» Records for the task:
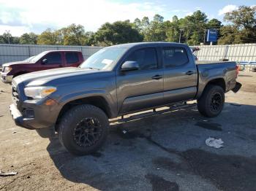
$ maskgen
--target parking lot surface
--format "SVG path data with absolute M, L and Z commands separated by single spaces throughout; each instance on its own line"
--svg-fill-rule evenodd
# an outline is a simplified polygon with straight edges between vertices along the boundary
M 256 73 L 241 72 L 238 81 L 241 90 L 226 94 L 217 117 L 194 107 L 112 125 L 104 147 L 83 157 L 67 152 L 58 135 L 17 127 L 11 86 L 0 82 L 0 170 L 18 172 L 0 176 L 0 190 L 255 190 Z M 209 137 L 225 147 L 208 147 Z

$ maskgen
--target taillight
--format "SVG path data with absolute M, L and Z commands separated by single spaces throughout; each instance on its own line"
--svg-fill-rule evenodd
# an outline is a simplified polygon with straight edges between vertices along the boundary
M 236 66 L 236 77 L 238 75 L 239 68 L 240 68 L 239 65 Z

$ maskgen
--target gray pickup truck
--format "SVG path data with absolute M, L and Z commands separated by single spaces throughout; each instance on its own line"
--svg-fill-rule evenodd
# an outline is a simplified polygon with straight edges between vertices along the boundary
M 116 45 L 100 50 L 78 68 L 14 78 L 10 112 L 18 125 L 54 127 L 67 150 L 86 155 L 106 139 L 108 119 L 148 109 L 157 112 L 164 106 L 185 108 L 192 100 L 203 115 L 217 116 L 225 93 L 241 87 L 237 75 L 235 62 L 195 63 L 183 44 Z

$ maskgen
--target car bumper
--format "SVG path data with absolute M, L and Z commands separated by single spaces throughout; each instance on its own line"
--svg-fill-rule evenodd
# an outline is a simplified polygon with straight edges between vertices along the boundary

» Problem details:
Render every line of the records above as a numbered list, omitting blank lines and the pictures.

» Response:
1. $ maskgen
2. --target parking lot surface
3. --format "SVG path data with absolute M, L and Z commands separated by single spaces throughout; each instance on its own line"
4. --svg-fill-rule evenodd
5. # an outline is a simplified polygon with straight edges between vertices along the boundary
6. M 256 73 L 241 72 L 238 81 L 241 90 L 226 94 L 217 117 L 194 107 L 112 125 L 104 147 L 83 157 L 67 152 L 58 135 L 17 127 L 11 86 L 0 82 L 0 170 L 18 172 L 0 176 L 0 190 L 255 190 Z M 209 137 L 225 147 L 208 147 Z
7. $ maskgen
8. --target taillight
9. --format "SVG path data with absolute M, L and Z commands separated by single spaces throughout; each instance on its own line"
10. --svg-fill-rule evenodd
11. # an outline is a simplified polygon with straight edges between vertices along the boundary
12. M 236 66 L 236 77 L 238 75 L 239 68 L 240 68 L 239 65 Z
13. $ maskgen
14. --target gray pickup truck
15. --format "SVG path data with absolute M, L and Z commands separated by single spaces throughout; each instance on its own line"
16. --svg-fill-rule evenodd
17. # an outline is a simplified polygon with straight edges between vertices along the boundary
18. M 116 45 L 100 50 L 78 68 L 14 78 L 10 112 L 18 125 L 54 127 L 67 150 L 86 155 L 106 139 L 108 119 L 148 109 L 157 112 L 164 106 L 185 108 L 192 100 L 203 115 L 217 116 L 225 93 L 241 87 L 237 75 L 235 62 L 195 63 L 183 44 Z
19. $ maskgen
20. --target car bumper
21. --format "SVG path data with absolute M, L and Z commands separated by single spaces throughout; each instance on its own line"
22. --svg-fill-rule evenodd
23. # an outline is a simplified polygon with straight edges between vertices along the boundary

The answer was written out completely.